Reproduce the passage of the Mary Ann Bevan text starting at "One may think" and ending at "cruelty than ever.".

_Text segment_
══════════
Mary Ann Bevan: the heroic story of the “ugliest woman in the world”
The world has always been a cruel place.
One may think that humanity has developed new levels of cruelty compared to the more gentle times of yesteryear, and it may even be understandable to think that way. However, that’s more likely to be down to two core facts about modern life. First is the fact that information is easier to access via the internet now than it’s ever been. We know more about the world than ever before, and thus we can see more examples of human cruelty than ever.
The second is that, because of that, information might actually be easier to manipulate than ever before. Often, you are having the world’s worst events manipulated and then shoved in your face to get you angry and disgusted with a completely unrelated set of people. That may sound like a modern phenomenon. However, the truth is that’s just the latest in a long line of misinformation tactics designed to keep people down.
══════════
_Record excerpts_

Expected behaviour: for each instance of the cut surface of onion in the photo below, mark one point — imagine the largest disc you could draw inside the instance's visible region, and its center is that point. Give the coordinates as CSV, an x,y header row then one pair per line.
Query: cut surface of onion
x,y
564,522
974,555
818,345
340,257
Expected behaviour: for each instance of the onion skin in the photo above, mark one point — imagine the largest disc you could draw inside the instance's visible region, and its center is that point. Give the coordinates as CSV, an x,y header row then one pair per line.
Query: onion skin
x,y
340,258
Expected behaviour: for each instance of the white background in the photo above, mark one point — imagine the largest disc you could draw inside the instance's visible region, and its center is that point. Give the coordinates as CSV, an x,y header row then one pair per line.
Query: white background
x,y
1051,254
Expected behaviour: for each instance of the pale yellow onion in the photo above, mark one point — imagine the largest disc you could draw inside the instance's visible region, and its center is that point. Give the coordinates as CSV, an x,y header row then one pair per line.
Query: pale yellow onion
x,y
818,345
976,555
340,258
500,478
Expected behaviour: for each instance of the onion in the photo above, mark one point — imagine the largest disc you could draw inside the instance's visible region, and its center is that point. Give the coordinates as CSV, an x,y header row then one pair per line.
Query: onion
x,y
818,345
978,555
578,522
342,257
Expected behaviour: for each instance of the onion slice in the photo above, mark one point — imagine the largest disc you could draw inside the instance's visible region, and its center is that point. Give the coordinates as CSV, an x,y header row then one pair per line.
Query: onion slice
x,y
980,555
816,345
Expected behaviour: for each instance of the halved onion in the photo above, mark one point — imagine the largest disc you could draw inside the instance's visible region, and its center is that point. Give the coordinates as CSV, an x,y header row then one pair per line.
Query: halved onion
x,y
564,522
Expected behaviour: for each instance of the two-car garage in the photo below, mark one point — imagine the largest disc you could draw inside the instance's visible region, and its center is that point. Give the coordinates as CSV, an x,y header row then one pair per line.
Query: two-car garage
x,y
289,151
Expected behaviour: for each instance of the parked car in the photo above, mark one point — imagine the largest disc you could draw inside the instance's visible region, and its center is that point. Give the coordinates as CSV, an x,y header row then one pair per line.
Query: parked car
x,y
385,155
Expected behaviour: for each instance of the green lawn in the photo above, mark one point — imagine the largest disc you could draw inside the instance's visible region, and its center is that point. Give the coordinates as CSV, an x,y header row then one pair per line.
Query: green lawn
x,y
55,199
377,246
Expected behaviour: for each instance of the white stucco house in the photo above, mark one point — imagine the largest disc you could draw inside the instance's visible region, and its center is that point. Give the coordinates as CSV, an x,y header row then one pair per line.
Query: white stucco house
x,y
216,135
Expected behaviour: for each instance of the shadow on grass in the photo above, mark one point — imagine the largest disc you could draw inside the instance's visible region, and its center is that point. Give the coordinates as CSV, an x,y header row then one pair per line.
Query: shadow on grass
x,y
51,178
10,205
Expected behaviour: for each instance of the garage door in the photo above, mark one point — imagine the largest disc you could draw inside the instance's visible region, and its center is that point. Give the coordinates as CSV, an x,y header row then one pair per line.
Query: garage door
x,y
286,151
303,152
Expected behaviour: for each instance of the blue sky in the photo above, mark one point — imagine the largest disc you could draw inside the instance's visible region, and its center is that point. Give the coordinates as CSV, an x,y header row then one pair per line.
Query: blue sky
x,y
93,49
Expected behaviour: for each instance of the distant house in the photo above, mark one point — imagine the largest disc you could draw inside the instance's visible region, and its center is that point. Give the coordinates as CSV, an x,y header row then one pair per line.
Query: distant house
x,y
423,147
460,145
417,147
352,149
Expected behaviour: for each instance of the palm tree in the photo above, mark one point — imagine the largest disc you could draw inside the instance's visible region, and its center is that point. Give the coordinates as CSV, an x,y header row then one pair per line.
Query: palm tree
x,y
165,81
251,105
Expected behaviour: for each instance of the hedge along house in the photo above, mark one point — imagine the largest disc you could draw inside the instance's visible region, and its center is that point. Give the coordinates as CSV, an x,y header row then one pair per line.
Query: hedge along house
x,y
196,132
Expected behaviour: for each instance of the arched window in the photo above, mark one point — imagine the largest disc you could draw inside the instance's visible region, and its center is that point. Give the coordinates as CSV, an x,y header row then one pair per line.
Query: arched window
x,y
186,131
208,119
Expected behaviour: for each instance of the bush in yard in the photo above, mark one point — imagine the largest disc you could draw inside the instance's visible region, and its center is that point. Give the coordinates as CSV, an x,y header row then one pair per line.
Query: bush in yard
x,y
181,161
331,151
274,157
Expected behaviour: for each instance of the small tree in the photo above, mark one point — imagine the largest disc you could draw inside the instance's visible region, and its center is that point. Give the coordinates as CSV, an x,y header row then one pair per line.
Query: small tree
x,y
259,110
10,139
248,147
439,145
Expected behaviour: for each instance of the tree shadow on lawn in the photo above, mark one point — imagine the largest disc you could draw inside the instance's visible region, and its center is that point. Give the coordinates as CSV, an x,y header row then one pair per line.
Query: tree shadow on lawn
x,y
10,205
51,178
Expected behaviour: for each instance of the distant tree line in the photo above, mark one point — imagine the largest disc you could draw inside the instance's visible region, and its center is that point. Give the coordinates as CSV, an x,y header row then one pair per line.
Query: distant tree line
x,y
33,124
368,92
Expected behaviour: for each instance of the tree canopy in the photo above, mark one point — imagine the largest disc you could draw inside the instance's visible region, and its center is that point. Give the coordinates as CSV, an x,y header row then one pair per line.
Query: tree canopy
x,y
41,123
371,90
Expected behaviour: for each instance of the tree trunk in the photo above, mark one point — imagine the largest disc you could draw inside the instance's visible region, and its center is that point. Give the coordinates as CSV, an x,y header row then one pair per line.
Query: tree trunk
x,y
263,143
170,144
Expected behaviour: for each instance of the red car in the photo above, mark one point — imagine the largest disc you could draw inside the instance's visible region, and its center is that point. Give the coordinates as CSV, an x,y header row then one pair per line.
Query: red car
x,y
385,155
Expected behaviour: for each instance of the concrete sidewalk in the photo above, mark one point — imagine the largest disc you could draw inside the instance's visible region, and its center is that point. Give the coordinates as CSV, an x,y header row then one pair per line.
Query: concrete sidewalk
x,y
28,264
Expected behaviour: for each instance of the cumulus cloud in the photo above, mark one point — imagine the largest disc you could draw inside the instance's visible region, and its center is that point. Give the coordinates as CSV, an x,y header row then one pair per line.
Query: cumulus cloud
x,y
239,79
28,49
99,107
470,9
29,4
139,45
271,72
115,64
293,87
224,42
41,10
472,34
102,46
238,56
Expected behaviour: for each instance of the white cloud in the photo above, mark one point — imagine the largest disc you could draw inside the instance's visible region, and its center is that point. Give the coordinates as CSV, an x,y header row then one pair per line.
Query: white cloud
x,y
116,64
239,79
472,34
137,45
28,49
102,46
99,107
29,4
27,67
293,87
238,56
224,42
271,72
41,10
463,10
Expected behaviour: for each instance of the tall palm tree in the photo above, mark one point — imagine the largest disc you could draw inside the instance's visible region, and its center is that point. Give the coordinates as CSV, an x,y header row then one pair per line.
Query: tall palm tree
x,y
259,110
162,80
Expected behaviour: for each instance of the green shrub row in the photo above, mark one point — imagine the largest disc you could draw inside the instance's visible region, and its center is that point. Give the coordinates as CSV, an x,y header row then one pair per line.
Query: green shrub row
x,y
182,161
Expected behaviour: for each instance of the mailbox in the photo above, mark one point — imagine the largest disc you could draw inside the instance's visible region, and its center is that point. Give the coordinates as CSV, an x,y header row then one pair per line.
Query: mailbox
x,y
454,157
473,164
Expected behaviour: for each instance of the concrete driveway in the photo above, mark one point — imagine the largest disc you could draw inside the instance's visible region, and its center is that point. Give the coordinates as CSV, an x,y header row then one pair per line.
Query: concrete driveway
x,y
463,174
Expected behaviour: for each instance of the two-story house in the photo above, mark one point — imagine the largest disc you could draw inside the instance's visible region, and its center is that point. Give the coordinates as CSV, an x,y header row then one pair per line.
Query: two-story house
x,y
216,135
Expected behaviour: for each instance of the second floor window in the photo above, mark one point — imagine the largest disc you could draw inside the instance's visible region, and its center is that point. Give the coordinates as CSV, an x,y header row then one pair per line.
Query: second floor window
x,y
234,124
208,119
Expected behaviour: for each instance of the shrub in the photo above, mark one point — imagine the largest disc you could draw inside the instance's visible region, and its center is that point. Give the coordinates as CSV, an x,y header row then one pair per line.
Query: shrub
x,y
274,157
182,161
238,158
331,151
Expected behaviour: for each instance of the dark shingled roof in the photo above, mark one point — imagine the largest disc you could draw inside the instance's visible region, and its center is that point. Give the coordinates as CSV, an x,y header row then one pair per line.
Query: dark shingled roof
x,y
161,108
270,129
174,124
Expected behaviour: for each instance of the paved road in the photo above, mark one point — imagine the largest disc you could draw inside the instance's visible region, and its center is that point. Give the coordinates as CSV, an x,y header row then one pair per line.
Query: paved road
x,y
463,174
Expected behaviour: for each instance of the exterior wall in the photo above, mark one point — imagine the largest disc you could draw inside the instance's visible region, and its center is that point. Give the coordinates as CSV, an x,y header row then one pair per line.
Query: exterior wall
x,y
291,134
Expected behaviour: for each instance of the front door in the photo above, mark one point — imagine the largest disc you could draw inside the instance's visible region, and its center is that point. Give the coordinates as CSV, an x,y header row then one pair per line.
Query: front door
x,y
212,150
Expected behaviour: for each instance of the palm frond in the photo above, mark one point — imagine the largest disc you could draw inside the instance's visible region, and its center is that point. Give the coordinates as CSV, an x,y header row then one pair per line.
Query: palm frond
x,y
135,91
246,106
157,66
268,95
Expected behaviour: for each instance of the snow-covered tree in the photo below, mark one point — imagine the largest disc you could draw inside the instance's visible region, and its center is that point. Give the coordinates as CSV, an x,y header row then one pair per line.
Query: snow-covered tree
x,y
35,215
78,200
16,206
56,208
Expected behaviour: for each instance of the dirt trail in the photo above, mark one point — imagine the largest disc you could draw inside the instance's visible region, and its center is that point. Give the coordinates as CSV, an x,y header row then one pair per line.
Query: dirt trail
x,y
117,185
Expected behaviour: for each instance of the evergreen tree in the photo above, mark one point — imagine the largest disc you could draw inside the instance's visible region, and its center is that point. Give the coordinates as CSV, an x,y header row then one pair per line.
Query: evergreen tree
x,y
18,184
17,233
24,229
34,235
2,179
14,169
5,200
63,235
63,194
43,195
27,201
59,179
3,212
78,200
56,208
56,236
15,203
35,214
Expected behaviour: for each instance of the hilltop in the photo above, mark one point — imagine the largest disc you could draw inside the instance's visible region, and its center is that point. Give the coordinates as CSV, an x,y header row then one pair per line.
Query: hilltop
══════════
_Exercise response_
One may think that humanity has developed new levels of cruelty compared to the more gentle times of yesteryear, and it may even be understandable to think that way. However, that’s more likely to be down to two core facts about modern life. First is the fact that information is easier to access via the internet now than it’s ever been. We know more about the world than ever before, and thus we can see more examples of human cruelty than ever.